**THE REQUEST**
Find the line that contains "locate dog's front leg, a point per instance." and print it and every line after it, exactly, please.

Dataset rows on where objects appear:
════
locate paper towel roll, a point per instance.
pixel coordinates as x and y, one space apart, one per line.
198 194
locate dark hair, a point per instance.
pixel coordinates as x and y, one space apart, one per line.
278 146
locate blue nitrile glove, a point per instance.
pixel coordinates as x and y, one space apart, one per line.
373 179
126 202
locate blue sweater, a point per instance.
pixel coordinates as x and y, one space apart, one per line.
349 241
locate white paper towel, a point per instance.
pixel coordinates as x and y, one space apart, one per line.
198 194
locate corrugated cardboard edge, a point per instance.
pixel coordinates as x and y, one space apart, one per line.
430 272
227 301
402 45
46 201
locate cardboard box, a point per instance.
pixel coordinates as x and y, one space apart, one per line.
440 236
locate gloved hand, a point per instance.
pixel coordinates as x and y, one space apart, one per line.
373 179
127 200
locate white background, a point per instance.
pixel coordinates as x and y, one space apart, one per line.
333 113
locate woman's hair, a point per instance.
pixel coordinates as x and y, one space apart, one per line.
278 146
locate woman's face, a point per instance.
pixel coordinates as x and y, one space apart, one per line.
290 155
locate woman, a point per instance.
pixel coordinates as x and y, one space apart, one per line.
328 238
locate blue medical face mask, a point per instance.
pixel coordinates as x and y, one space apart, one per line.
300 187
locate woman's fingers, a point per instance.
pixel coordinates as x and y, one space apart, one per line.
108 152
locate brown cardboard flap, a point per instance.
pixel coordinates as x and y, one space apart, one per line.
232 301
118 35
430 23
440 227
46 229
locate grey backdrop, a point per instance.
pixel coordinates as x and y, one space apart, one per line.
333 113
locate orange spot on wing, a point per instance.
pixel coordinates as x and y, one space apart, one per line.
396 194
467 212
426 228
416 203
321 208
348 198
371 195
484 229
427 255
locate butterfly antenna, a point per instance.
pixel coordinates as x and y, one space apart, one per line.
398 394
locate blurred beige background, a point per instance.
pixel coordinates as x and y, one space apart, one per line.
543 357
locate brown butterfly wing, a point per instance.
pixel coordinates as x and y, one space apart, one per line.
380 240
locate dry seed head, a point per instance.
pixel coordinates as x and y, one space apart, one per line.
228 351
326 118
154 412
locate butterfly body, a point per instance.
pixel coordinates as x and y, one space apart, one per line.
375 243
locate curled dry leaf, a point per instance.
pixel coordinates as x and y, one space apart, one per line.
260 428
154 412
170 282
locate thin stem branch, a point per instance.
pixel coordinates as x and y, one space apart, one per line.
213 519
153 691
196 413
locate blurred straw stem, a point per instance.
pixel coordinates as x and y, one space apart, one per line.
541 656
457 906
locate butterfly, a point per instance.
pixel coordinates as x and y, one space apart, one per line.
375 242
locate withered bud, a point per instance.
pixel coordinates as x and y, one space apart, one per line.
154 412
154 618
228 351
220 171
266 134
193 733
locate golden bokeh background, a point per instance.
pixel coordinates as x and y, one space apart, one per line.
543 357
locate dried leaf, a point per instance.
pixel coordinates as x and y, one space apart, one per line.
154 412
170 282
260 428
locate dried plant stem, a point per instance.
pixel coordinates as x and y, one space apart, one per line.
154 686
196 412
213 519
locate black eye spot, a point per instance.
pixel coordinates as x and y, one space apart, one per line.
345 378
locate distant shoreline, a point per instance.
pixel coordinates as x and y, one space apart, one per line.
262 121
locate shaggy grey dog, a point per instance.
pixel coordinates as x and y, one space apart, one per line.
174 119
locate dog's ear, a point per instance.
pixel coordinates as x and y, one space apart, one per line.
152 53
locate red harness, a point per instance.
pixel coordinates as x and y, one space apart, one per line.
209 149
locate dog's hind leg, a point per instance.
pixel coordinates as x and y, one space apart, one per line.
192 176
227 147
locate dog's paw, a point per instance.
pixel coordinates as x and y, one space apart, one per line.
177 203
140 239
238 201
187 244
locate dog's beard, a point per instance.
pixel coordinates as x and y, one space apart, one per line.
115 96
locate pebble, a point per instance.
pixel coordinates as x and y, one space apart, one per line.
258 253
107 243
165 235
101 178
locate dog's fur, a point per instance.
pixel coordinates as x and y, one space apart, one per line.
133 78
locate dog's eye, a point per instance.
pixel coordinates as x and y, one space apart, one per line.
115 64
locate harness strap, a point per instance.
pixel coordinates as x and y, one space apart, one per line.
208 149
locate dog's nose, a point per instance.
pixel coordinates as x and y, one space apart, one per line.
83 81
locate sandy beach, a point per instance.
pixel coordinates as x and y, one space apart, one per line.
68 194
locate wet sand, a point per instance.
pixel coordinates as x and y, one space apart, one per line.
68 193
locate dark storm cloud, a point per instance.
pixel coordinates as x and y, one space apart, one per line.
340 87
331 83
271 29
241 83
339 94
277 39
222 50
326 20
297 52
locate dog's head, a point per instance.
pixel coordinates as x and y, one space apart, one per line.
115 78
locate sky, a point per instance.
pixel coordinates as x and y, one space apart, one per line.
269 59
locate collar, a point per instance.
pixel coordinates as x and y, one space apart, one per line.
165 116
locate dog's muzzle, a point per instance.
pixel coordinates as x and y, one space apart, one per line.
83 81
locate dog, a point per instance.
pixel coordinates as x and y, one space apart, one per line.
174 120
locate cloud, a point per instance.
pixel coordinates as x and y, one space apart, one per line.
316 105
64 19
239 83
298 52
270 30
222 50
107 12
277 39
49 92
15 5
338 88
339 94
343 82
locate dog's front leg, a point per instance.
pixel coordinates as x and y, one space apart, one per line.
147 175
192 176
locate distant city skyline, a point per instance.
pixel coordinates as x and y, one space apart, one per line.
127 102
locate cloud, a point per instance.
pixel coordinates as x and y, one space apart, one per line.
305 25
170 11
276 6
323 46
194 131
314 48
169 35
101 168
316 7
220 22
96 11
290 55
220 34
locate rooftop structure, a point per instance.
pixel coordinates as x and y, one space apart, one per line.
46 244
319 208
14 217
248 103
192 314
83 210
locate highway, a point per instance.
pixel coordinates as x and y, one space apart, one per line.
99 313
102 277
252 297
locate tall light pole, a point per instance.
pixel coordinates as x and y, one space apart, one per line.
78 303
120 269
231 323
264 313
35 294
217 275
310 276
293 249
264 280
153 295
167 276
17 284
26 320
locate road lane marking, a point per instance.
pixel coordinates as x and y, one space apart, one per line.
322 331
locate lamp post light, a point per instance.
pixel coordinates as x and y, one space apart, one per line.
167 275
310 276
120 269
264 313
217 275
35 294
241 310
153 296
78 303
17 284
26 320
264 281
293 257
════
**THE ANSWER**
locate dog's front leg, a point per instance.
pixel coordinates as x and y, one space apart, one per line.
147 175
192 176
locate distant city skyline, a point per instance.
pixel coordinates as x and y, one space apart, one per line.
127 102
locate cloud, a point per instance.
pixel coordinates as x and y, one space apart, one per line.
305 25
170 11
276 6
323 46
194 131
314 48
169 35
101 168
316 7
220 22
96 11
290 55
220 34
locate rooftop structure, a point per instance.
pixel coordinates as x and y, one space apart, one per line.
46 244
319 208
14 217
248 103
192 314
83 210
locate highway, a point per instance.
pixel coordinates as x and y, one space apart, one per line.
99 313
102 277
252 297
locate tall light pole, a point per instance.
pixel coordinates as x and y, one space apart, one per line.
78 303
120 269
231 323
264 313
35 294
217 275
310 276
293 249
264 280
153 295
167 276
17 284
26 320
locate road lane marking, a point per instance.
pixel coordinates as x and y, one space apart, one per line.
322 331
locate lamp post light, a point per instance.
pixel coordinates as x and y, one space apart, one per line.
167 275
310 276
120 269
264 313
217 275
35 294
241 310
153 296
78 303
17 284
26 320
264 281
293 257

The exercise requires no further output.